Dataset records:
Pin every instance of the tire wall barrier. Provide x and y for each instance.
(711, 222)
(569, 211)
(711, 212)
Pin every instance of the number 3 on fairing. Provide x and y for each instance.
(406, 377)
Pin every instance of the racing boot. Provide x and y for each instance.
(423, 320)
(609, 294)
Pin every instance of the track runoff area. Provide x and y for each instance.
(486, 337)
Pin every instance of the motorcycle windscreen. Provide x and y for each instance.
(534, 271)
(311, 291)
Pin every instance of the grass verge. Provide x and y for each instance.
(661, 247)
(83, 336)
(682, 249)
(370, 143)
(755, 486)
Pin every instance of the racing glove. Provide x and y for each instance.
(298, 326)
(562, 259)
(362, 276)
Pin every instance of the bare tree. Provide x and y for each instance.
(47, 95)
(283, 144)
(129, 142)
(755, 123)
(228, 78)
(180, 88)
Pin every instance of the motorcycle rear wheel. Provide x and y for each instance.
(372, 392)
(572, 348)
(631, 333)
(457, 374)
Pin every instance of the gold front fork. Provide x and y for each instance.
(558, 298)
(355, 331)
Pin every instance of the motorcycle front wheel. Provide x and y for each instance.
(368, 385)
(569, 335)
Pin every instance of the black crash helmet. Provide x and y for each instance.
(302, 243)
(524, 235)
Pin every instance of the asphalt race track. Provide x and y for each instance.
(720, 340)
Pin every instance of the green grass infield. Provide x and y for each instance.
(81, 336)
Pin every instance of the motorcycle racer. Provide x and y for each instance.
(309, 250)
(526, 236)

Exercise objective
All of the records above need to be copied exactly.

Answer to this problem
Pin every instance of the tire wall barrier. Provide x and y for each instance.
(711, 222)
(569, 211)
(711, 212)
Pin every instance of the number 3 on fairing. Provide x and y for each instance.
(406, 377)
Pin every instance of the racing boot. Provide x and y for each instance.
(423, 320)
(609, 294)
Pin every instance of the track runoff area. Provide x and y for each instance.
(486, 337)
Pin every instance of the motorcycle windscreen. Provide x and y for each instance.
(534, 271)
(311, 291)
Pin every instance of the grass verge. Provide x and y for each instance.
(661, 247)
(83, 336)
(682, 249)
(370, 143)
(755, 486)
Pin every instance of the racing glove. Provide x and y for each instance.
(298, 326)
(562, 259)
(362, 276)
Pin every instance of the bare tree. Provide x and y for each instance.
(47, 95)
(283, 144)
(129, 142)
(755, 123)
(228, 78)
(180, 88)
Pin every instance of the motorcycle rear wheel. Provide x and y for each instance.
(372, 392)
(572, 348)
(631, 333)
(457, 374)
Pin every instance of the gold front fork. Provide x and y for each instance.
(558, 298)
(355, 331)
Pin every instance of the motorcycle front wheel. Provide x and y for each instance.
(368, 385)
(569, 335)
Pin every instance of the black crash helmet. Provide x and y for each instance.
(302, 243)
(524, 235)
Pin every instance of the asphalt race track. Provide x and y for each instance.
(720, 340)
Pin every instance of the green grass infield. Provide x and y for each instance.
(81, 336)
Pin every instance of the motorcycle racer. Provide x and y for each instance.
(309, 250)
(526, 236)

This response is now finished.